━━━━━ DATA SUPPLIED

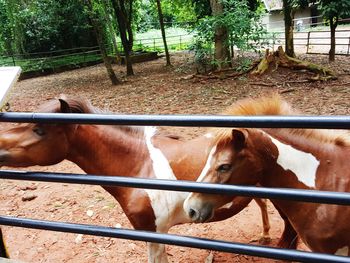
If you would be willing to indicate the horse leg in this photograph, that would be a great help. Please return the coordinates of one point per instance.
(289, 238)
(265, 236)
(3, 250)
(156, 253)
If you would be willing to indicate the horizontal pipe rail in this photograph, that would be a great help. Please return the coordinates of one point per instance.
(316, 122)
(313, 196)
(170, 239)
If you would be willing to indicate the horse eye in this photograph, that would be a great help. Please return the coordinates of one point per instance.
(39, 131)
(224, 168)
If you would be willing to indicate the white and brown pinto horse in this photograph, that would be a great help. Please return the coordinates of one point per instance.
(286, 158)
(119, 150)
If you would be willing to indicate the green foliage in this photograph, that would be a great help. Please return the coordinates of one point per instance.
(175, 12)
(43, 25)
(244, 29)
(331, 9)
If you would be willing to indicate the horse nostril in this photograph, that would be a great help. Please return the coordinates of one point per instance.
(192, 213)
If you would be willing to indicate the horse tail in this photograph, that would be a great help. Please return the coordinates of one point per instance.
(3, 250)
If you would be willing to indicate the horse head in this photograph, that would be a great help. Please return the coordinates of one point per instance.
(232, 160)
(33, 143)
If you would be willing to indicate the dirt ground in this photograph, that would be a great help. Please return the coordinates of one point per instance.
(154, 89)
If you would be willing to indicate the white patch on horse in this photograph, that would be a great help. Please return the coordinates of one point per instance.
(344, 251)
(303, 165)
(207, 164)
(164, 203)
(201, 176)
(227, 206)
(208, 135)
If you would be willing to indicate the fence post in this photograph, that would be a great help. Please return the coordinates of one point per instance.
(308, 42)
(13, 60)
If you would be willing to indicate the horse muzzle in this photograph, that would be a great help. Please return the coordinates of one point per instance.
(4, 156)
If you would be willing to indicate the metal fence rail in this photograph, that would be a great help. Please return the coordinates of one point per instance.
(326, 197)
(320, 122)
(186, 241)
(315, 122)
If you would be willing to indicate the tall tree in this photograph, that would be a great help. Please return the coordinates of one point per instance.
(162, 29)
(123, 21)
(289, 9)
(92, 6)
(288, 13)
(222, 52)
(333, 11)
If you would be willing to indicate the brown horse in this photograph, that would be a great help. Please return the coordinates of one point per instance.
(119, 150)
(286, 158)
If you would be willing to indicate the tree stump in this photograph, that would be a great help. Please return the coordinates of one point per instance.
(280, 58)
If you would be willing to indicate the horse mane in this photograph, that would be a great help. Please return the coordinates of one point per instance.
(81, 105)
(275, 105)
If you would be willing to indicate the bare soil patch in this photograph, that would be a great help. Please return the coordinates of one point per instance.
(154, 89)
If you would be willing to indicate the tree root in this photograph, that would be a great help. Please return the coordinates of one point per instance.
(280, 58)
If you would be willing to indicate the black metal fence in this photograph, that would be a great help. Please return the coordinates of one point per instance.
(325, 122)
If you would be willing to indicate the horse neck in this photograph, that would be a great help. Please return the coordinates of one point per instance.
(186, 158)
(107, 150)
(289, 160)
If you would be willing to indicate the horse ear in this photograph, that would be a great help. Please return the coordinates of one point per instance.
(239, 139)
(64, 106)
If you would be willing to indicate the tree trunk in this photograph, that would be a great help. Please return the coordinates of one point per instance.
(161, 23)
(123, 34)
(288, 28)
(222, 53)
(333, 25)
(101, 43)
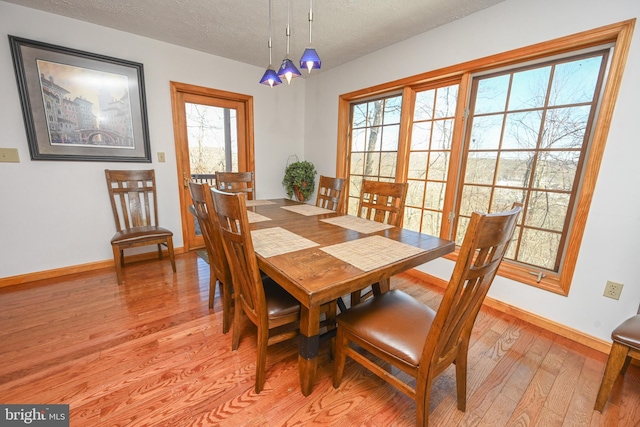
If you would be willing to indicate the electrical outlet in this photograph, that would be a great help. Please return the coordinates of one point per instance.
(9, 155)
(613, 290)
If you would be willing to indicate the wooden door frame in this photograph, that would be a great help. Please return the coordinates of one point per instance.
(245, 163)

━━━━━━━━━━

The answer must be the full set of records, repeated exactly, with no pictures.

**RESPONSE BOX:**
If you would be willing to indicate the horse leg in this photograph, that would be a great help. Please return the coordinates of one point per instance.
(289, 238)
(265, 236)
(3, 250)
(156, 253)
If you would be willing to indicate the horizontal pipe rail in this photograph, that would be a great help. Please return the coordinates of one point per instance.
(316, 122)
(313, 196)
(170, 239)
If you would be willing to indicate the horse eye in this photograph, that would be a great help. Please return the coordinates of one point per instance.
(39, 131)
(224, 168)
If you would be willing to indicate the white and brown pinto horse in this photograph, that would be a great help. Please return the coordinates of one point per instance.
(286, 158)
(119, 150)
If you would be willing to indicate the green foliage in this photograph, that would be a great help. Please return the coordinates of one point per instance.
(175, 12)
(43, 25)
(244, 29)
(331, 9)
If you would be willing to indicate the horse nostril in this photograph, that would be a great help. Please return the coordinates of one point per instance.
(192, 213)
If you would be willing to indicate the horse tail in this photograph, that would be a great help. Please return the coordinates of one point per instance.
(3, 250)
If you would be willing to indicate the horse head in this photograph, that would be a great help. Please return the coordinates of one point per instance.
(232, 160)
(33, 143)
If you would be willing to indicate the dirt ground in this photograph, that would be a great help. Please return the coordinates of one point per instance.
(154, 89)
If you would be willing to indicate the white patch on horse in this photograph, that would be a great help. Please return the coordinates of one point per instance.
(344, 251)
(303, 165)
(207, 164)
(164, 203)
(201, 176)
(227, 206)
(208, 135)
If you would be willing to indicate the fence post in this photograph, that would be a great help. Please return the coordinates of one point per instance.
(308, 42)
(13, 60)
If you would be willing to indicate the horse muzzle in this photograph, that would be a great help. Please return the coordinates of one point per instance.
(4, 156)
If you would be willing to indicate the metal fence rail in this photograph, that would be a great help. Please return the coordinates of one point per instance.
(326, 197)
(320, 122)
(186, 241)
(315, 122)
If you would be willing to indicate the tall tree in this photograph, that would be a great help. Please return the coordinates of one point per instance.
(162, 29)
(123, 21)
(289, 9)
(92, 6)
(288, 13)
(222, 52)
(333, 11)
If you would be willing to indicate the brown horse in this photograph, that would be a great help. Please return the coordinates of one point per instance.
(119, 150)
(286, 158)
If you would be willing to indicate the tree stump in this photograph, that would be a great help. Please return the coordinates of one point per instance.
(280, 58)
If you would be willing to indicate the horse mane in this photograph, that would be a great help. Please return the coordinates of one point per instance.
(81, 105)
(275, 105)
If you would be willing to indicate the bare soil patch in this photograph, that would be a great help. Please return the coordinates of one point per instance.
(154, 89)
If you would be willing to indicate the tree root in this photograph, that would be a great help. Please return the coordinates of one point per instance.
(280, 58)
If you would be willing to indicate the black metal fence in this photograph, that would be a great help. Please return the coordinates of one point per instance.
(325, 122)
If you would be willing to indicate the horse neck in this photograph, that would be a great help. Please return the coordinates of one point per instance.
(186, 158)
(107, 150)
(289, 160)
If you would be willing to indicate the horse ear in this photograph, that would be a great help. Please return the coordinates of one point per instance.
(239, 139)
(64, 106)
If you would be willing to indicate the tree trunk in this photograph, that would be a great help. Please return the coordinates of one point per instance.
(161, 23)
(123, 34)
(288, 28)
(222, 53)
(333, 25)
(101, 43)
If you would be willing to indicate the electrical outlet in this photograph, that would be a great help. Please return the coordinates of one point per instance.
(9, 155)
(613, 290)
If you would be willing to indicate the wooden door frame in this photograph, that would be a great help. Please return the coordinates of one point per instance.
(245, 163)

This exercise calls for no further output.